_THE DATA_
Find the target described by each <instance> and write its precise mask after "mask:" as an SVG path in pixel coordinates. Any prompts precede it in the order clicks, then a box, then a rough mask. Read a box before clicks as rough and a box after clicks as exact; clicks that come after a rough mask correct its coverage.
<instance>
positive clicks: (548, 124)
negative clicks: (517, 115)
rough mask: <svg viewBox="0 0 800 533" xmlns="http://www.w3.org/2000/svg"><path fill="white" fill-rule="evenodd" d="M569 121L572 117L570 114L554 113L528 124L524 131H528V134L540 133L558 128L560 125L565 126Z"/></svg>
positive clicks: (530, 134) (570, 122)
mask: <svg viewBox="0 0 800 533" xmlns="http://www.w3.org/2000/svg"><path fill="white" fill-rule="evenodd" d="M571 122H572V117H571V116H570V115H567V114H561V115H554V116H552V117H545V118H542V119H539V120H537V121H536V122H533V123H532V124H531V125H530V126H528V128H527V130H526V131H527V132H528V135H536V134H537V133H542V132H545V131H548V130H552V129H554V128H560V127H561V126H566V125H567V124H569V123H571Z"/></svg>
--
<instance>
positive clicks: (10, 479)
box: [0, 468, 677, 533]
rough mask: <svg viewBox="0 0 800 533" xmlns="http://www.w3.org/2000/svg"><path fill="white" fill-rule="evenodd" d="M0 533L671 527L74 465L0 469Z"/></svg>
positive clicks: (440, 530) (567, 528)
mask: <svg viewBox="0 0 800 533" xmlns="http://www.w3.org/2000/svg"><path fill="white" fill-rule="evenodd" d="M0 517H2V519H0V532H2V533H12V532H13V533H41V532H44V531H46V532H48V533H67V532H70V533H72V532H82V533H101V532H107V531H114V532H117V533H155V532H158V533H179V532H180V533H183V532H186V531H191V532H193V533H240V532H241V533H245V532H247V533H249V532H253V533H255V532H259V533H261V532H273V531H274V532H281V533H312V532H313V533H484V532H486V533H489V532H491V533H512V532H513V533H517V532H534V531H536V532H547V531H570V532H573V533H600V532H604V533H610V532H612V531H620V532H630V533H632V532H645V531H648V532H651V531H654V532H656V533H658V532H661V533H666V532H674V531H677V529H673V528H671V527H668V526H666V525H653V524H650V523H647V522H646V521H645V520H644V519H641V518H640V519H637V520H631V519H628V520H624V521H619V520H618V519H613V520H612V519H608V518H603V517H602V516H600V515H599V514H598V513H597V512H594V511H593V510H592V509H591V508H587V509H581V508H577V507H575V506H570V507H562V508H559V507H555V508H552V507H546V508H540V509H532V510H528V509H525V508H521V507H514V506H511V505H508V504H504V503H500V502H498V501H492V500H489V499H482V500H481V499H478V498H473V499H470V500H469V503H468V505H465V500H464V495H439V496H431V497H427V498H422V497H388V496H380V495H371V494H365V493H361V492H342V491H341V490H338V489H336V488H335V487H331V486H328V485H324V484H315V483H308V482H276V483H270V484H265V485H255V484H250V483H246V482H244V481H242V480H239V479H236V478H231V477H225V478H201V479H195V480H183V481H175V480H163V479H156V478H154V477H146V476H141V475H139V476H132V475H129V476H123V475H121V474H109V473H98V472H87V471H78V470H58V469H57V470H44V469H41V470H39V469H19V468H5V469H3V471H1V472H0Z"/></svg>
* * *
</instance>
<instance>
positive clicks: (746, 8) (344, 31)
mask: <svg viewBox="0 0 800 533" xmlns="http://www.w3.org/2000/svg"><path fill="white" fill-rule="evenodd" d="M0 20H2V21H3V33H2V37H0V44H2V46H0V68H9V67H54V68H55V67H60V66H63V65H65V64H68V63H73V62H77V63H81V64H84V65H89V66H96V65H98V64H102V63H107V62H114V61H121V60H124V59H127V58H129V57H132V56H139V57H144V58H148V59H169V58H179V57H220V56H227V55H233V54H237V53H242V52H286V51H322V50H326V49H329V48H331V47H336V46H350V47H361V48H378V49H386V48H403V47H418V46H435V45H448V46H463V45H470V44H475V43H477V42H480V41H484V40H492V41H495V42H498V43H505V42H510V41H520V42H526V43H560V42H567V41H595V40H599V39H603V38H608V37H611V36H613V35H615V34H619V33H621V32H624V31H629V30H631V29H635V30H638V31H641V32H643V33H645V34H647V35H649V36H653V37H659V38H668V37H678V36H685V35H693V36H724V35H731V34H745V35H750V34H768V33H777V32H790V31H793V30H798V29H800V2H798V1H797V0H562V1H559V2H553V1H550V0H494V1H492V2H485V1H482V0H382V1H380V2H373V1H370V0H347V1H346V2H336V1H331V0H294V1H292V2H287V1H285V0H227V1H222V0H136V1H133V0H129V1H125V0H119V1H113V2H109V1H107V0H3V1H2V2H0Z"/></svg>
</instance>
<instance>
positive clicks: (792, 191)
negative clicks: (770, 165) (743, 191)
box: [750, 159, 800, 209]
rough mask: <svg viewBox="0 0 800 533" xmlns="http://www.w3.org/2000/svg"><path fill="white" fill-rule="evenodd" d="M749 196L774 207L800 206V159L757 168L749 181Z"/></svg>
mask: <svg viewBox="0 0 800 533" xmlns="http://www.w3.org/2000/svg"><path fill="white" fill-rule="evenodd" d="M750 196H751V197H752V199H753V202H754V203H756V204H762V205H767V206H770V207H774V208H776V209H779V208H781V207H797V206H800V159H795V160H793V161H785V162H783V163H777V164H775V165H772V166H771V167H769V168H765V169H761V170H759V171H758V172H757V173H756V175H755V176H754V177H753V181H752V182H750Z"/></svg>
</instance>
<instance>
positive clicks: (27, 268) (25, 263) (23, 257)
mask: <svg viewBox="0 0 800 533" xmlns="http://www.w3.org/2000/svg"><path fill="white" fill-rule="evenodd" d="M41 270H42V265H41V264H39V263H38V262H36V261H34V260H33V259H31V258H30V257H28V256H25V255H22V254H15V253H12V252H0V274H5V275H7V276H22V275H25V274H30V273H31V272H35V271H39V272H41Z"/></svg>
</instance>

_WHAT TO WORK ON_
Can you reproduce the lines verbatim, starting at the line containing "Find the target" and ending at the line containing "positive clicks: (530, 134) (570, 122)"?

_TASK ANSWER_
Find the target described by each <instance> and write its precise mask after "mask:" as an SVG path in pixel coordinates. Any prompts precede it in the order clicks, then a box, then a rough mask. Read a box before clicks as rough and a box after clicks as exact; clicks that come after a rough mask correct its coverage.
<instance>
positive clicks: (548, 124)
negative clicks: (517, 115)
rough mask: <svg viewBox="0 0 800 533" xmlns="http://www.w3.org/2000/svg"><path fill="white" fill-rule="evenodd" d="M569 121L572 117L570 114L554 113L528 124L524 131H528V134L540 133L558 128L560 125L565 126Z"/></svg>
positive clicks: (530, 134) (570, 122)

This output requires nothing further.